_Try it_. Your task is to gather the lines below that hold the string "blonde".

_Exercise input_.
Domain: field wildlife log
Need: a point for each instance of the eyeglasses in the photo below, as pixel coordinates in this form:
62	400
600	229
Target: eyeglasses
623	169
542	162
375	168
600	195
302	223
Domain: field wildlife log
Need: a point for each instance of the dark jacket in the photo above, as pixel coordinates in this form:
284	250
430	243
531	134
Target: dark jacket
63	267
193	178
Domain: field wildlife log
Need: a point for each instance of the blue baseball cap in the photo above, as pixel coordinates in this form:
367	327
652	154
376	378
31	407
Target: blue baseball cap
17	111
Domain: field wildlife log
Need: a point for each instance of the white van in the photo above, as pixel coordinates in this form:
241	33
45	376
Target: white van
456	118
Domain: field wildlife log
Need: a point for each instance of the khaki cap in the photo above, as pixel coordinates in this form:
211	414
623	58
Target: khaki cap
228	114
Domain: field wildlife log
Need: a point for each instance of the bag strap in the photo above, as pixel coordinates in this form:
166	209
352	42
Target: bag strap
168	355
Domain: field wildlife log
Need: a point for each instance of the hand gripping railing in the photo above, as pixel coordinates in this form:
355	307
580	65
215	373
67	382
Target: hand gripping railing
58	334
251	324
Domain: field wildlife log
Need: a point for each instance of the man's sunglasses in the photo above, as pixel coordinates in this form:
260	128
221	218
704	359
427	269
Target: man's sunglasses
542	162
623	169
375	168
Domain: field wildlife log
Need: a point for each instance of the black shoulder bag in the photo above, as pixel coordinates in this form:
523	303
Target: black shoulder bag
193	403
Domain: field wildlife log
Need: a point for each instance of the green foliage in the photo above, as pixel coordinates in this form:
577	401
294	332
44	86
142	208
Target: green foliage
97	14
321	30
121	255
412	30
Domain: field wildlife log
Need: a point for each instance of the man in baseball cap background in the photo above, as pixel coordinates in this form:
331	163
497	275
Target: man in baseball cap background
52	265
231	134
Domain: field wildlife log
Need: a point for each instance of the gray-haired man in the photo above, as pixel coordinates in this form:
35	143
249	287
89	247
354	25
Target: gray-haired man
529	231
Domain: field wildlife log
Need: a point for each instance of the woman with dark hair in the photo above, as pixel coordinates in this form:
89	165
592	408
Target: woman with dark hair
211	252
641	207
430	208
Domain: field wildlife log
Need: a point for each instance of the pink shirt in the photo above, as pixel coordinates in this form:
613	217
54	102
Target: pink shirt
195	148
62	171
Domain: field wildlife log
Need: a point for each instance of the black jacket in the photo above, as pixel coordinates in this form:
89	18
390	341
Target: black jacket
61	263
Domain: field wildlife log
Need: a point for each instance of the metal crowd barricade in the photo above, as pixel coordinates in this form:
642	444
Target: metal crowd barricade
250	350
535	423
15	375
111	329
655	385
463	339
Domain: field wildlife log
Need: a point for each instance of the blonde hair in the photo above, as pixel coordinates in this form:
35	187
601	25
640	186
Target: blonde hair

_Answer area_.
Need: a point for each instance of the blonde hair in the photo above, as pixel coordinates in this form:
Target: blonde hair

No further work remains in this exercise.